■ WHAT THE TASK ASKS ■
The article about the polar bear Baśka says a Polish battalion first met her in which city?

■ EXCERPT PROVIDED ■
Scotland's forgotten link with WW1 polar bear Baśka
- Published
Research by BBC Scotland has uncovered the forgotten story of a polar bear who caused a sensation when she marched in step through Edinburgh alongside hundreds of Polish soldiers in the autumn of 1919.
The bear, called Baśka Murmańska, was said to have stood to attention at appropriate moments, making the military salute with her paw.
Baśka was the mascot of a Polish battalion that had been fighting the Bolsheviks in Northern Russia and had been evacuated to Scotland.
This military parade through Edinburgh passed the spot in Princes Street Gardens where a statue stands today of Wojtek, a similarly charismatic, brown bear, who also ended up in the Scottish capital after his adventures with the Polish army in exile during World War Two.
Wojtek, famous for his love of beer and cigarettes, was bought as a cub in Persia in 1942 by Polish troops after they had been released from prison camps in the Soviet Union.
But remarkably, he was the second of two Polish bears, one brown, one white, that travelled to Scotland.
Twenty-three years before Wojtek's story began, a newly-formed battalion of exiled Poles also crossed paths with a young polar bear in the Siberian city of Archangel amid the chaos of the Russian civil war.
During World War One Poland was a stateless nation and Polish soldiers had served in both the Imperial Russian Army and on the other side with Germans and Austrians.
When the Bolsheviks seized power in 1917 and Russia dropped out of the war, independent Polish units were formed only to find themselves embroiled in a vicious civil war.
In the far north of Russia several hundred Poles joined up with White Russian forces and a multi-national anti-Bolshevik coalition which included British, French, Italian, Serbian, American, Canadian and Australian soldiers.
They had to cope with sub-zero temperatures and frostbite in the long Russian winter, while in summer the thaw turned much of the tundra into a vast swamp swarming with mosquitoes.

■ DATASET EXCERPT ■
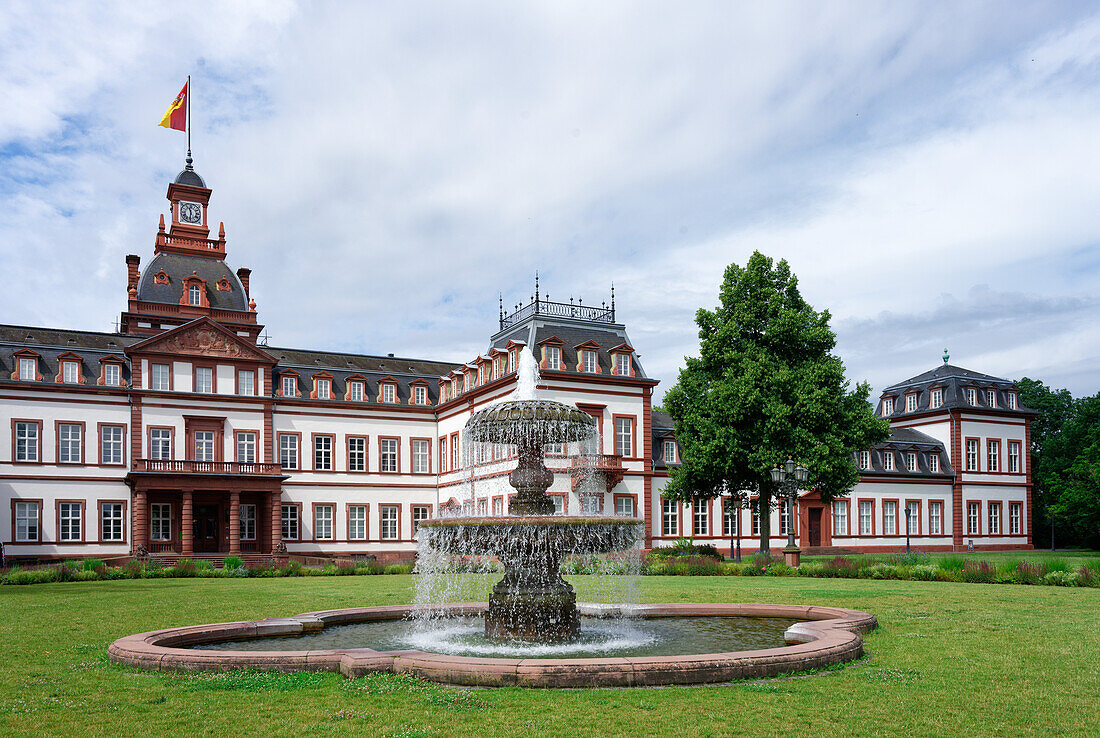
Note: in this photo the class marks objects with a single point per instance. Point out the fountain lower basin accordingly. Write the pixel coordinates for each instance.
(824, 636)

■ WRITTEN ANSWER ■
Archangel